In 2017, the PBC and other regulators announced a series of reforms to the asset management sector to be phased in over a number of years. The regulations sought to address a range of risks related to non-bank financial intermediation, including regulatory arbitrage, implicit guarantees, interconnectedness and liquidity risks (RBA 2018). In particular, the reforms prohibited AMP issuers from providing principal and income guarantees and forbade borrowing to invest in AMPs. The aim of the reforms was to transform AMPs into investment products rather than off-balance sheet deposits. The deadline for implementing these reforms has been postponed multiple times, although financial institutions have made some progress (PBC 2020b).
Coordination among regulatory authorities has also improved in recent years, which was partly a response to concerns over shadow financing activity exploiting regulatory arbitrage. A new Financial Stability and Development Committee was established under the State Council, consisting of the main Chinese financial regulators (State Council 2017).[1] The China Banking Regulatory Commission (CBRC) also merged with the China Insurance Regulatory Commission (CIRC) to improve prudential oversight, becoming the China Banking and Insurance Regulatory Commission (CBIRC). The merger clarified regulatory responsibility for shadow finance activities and reduced the duplication of regulations (State Council 2018).
The stock of shadow financing activity has contracted from over 60 per cent of GDP to around 40 per cent as a result of these measures (Graph 1).[2] This has reduced the risk that shadow finance poses to China's financial system and the broader economy. Even though banks and NBFIs have continually adapted their business practices in response to regulatory changes, the restrictions on shadow financing have contributed to lower aggregate credit growth. Overall, the regulatory tightening and subsequent decline in shadow financing activity have had wide-ranging implications for participants in China's financial system, and the financial system as a whole.
Implications for savers
Returns on deposits in the formal banking sector have historically been constrained by the use of benchmark deposit rates. This has materially affected Chinese households, which typically have a high propensity to save (Zhang et al 2018). In response, many households have sought higher returns in the shadow financing sector by investing in products like AMPs (Graph 2). Shadow finance products have also provided investors with a greater diversity of investment products to choose from. While the PBC continues to take steps to liberalise lending rates, deposit rates are still determined by the PBC.
The regulatory tightening on shadow financing has made investing in shadow financing products less attractive to households and businesses. Policies such as banning principal and income guarantees meant that savers have had less incentive to invest their funds in the shadow financing sector. As a result, in 2018, growth in saving deposits picked up, while shadow financing assets started to contract (Graph 3). Financial institutions then adapted by replicating the higher returns of shadow financing products with on-balance sheet products such as structured deposits (discussed below). However, regulators have subsequently responded to ensure that the returns offered, to the extent they are guaranteed, are in line with benchmark rates.[3]
Measures have also been introduced to make it easier for savers to understand the risks from investing in shadow financing products. For instance, new AMP regulations have imposed stricter reporting requirements that make it easier for savers to monitor the investments that underlie shadow finance products. Among other things, this includes the requirement that AMP issuers frequently report a marked-to-market value to investors (RBA 2018).

■ **Source records**:
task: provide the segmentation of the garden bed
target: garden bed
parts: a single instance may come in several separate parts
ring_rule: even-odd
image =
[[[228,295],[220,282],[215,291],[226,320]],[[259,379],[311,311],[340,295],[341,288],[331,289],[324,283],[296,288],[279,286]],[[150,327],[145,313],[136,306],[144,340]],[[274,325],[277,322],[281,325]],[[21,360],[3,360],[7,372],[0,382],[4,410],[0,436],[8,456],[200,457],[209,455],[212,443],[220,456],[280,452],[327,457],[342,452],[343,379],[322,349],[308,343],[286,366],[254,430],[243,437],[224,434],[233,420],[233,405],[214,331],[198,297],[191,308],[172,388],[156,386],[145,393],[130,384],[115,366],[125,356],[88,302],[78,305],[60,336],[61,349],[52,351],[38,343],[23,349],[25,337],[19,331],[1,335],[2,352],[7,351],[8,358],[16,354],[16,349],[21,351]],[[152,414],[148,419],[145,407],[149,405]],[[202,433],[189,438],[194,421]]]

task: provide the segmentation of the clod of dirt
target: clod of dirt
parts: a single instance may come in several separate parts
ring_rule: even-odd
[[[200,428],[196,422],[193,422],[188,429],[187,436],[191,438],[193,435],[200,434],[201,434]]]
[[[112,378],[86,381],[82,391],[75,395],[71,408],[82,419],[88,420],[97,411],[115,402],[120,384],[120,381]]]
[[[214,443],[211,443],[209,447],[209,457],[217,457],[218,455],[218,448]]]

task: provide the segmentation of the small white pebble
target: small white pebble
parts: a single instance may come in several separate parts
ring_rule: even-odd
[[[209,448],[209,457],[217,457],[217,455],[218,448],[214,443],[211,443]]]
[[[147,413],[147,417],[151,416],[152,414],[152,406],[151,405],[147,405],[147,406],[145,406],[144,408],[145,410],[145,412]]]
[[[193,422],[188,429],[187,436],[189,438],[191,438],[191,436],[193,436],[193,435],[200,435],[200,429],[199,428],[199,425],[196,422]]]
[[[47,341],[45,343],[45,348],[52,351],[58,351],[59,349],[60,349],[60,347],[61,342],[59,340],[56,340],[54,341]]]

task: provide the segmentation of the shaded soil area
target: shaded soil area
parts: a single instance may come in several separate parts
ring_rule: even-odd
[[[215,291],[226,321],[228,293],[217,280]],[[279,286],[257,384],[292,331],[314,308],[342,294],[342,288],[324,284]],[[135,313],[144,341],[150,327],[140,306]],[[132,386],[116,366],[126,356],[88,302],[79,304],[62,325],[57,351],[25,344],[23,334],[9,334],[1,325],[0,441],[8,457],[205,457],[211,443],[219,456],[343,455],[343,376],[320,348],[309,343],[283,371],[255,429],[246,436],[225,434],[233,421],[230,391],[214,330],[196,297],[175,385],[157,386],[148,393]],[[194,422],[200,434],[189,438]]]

■ **Actions to take**:
(a) From the passage on China's shadow financing, reproduce everything from "Coordination among regulatory" down to "(State Council 2018).".
(b) Answer these about the passage on China's shadow financing:
(i) In what year did the PBC and other regulators announce the asset management reforms?
(ii) Which two regulators merged to form the CBIRC?
(iii) About what share of GDP did the stock of shadow financing shrink to?
(c) Go on with the passage on China's shadow financing, picking up after its final sentence.

■ **Per-task answers**:
(a)
Coordination among regulatory authorities has also improved in recent years, which was partly a response to concerns over shadow financing activity exploiting regulatory arbitrage. A new Financial Stability and Development Committee was established under the State Council, consisting of the main Chinese financial regulators (State Council 2017).[1] The China Banking Regulatory Commission (CBRC) also merged with the China Insurance Regulatory Commission (CIRC) to improve prudential oversight, becoming the China Banking and Insurance Regulatory Commission (CBIRC). The merger clarified regulatory responsibility for shadow finance activities and reduced the duplication of regulations (State Council 2018).

(b)
(i) 2017
(ii) The China Banking Regulatory Commission (CBRC) and the China Insurance Regulatory Commission (CIRC)
(iii) Around 40 per cent

(c)
Implications for borrowers
Entities borrowing through shadow finance channels have typically had restricted access to traditional bank credit. This includes local governments, private firms and real estate developers (Bowman, Hack and Waring 2018). The contraction in shadow financing since 2017 has therefore disproportionately affected activity in these sectors.
Assessing trends relating to borrowers of shadow finance is hampered by a lack of data. Data on assets of trusts, a key subgroup of shadow financiers, show that trust company loans to most sectors have declined since 2017 (Graph 4). These data do not separately identify private and state-owned firms, but it is likely that private firms' use of shadow financing slowed in line with the broader decline in shadow finance.[4]
Real estate is the only industry where trust company investments have increased since 2017. This is consistent with authorities continuing to restrict the flow of formal credit to the real estate sector (PBC 2020c). However, trust company investments in real estate began to decline in 2019 when the authorities turned their attention to the sector. Access to credit could get even more challenging for some property developers if the PBC goes ahead with a ‘three red-line’ policy to curb lending to property developers in January 2021 (Qian and Mo 2020).[5]
In contrast, local governments have been less affected by the contraction in shadow financing because of the central government's strategy of ‘opening the front door and closing the back door’. Under this policy, local governments were allowed to start raising debt in a transparent fashion directly from bond markets and could convert debt from local government financing vehicles into local government bonds under the debt swap program (Holmes and Lancaster 2019). Local government borrowing remains subject to strict quotas but is less reliant on shadow finance than it was prior to 2015.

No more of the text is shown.